Or a lot longer. And a New Hope grows up to fight the Dark Lord…
It just occurred to me that, in story, the answer is both.
Consider. The conceit of LotR is that it’s a translation of a book written partly by Bilbo, mostly by Frodo, and a little by Sam, with a preface by Merry and various emendation by Gondorian scholars. Tom Bombadil appears only in the part of the book that Frodo wrote, and Frodo, wise though his manservant thought him to be, was not a linguist; nor did he have access to modern recording technology. Thus when he heard Bombadil speaking in that ancient language – one that perhaps had no connection even to Sindarin – it was Greek to him. He knew it WAS a language, but he couldn’t do more than attempt the broadest replication of a few syllables that he had heard. Now of course the actual songs throughout the book were all added after the fact by the Gondorian scholars, but as they never even met Bombadil, all they could do was put in a few of the same bits of silliness. And when Tolkien translated it, he just put down more nonsense.

DATASET:

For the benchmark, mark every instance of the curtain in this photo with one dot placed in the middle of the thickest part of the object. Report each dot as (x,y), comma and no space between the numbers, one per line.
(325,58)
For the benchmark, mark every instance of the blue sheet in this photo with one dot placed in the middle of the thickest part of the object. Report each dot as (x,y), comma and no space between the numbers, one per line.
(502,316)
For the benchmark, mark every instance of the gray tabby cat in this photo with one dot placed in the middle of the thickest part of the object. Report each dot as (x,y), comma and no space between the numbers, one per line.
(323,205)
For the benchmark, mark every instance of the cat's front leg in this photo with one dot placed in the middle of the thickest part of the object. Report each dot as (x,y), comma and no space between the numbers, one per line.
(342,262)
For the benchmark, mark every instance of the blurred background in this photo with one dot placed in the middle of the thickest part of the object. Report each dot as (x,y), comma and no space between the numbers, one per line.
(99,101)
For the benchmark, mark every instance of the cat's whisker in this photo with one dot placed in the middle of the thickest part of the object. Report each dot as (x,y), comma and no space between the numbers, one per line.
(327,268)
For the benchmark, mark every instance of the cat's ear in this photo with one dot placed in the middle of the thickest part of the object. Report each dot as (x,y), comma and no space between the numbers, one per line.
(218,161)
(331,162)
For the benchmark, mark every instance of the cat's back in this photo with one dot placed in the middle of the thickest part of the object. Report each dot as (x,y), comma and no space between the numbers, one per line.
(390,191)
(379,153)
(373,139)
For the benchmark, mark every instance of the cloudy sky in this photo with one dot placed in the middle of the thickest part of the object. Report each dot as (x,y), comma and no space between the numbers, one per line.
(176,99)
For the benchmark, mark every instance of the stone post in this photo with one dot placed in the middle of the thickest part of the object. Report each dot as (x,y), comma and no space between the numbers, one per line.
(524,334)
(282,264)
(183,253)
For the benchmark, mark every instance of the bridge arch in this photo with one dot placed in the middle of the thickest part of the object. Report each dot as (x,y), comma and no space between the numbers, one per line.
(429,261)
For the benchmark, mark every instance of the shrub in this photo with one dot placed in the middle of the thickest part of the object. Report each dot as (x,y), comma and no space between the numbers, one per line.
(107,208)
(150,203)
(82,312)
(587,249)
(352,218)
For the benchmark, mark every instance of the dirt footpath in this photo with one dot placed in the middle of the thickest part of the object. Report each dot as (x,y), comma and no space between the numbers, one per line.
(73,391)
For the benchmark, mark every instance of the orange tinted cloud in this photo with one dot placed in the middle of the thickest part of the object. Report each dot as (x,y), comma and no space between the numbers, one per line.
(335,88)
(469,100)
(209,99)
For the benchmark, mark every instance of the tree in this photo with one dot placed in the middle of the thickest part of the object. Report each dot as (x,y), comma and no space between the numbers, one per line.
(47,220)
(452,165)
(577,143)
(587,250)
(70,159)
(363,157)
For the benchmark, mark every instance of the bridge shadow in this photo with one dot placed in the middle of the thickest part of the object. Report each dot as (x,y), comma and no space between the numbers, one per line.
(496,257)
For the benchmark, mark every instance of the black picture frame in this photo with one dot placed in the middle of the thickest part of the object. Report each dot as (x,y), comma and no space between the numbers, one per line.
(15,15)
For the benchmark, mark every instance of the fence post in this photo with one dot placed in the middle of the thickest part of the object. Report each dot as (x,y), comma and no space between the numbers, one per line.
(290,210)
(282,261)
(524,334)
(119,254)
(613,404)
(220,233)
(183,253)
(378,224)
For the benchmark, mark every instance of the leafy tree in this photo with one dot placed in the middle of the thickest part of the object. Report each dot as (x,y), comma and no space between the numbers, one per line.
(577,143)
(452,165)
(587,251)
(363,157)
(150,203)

WHAT TO DO:
1. In the passage about Tom Bombadil's language, who is said to have written the preface to the book?
2. Carry on the passage about Tom Bombadil's language, starting right after its final sentence.

OUTPUTS BY TASK:
1. Merry wrote the preface.

2.
In short: Tom was speaking a language, but absent a time machine we’ll never know what it was, and not even the Greater Perfesser can help.
(Quick, someone call the Doctor!)
More like Tom was so flighty that he would forget the ring was anything more than a bauble (and it was in fact a bauble to him), and he would lose it in short order.
Well, in that the council is a bunch of hopeful guys who don’t know Tom very well, plus one naysayer who also doesn’t seem to know Tom very well. (Oh, sure, he’d really like to have a good long conversation with the guy, and near the end of the book is looking forward to finally doing it – but as of council-time, no dice.)
[QUOTE=Inigo Monotoya]
Do I recall correctly it boiled down to: “He doesn’t recognize the ideas of good/evil”? So conceivable Sauron could just knock on his door and say, “Hey, I hear you have a ring that has this fire-letter inscription? Yeah, that’s mine. Can I have it?” and then the story gets a lot shorter?
[/QUOTE]
The astonishing part is, if you stick to Tom’s actual appearances, he simply comes across as an entirely practical guy who asks perfectly relevant questions and equips our heroes with stuff they’ll need easy as telling 'em how to summon him for further assistance – and they of course do wind up needing him, and he of course comes through for the rescue.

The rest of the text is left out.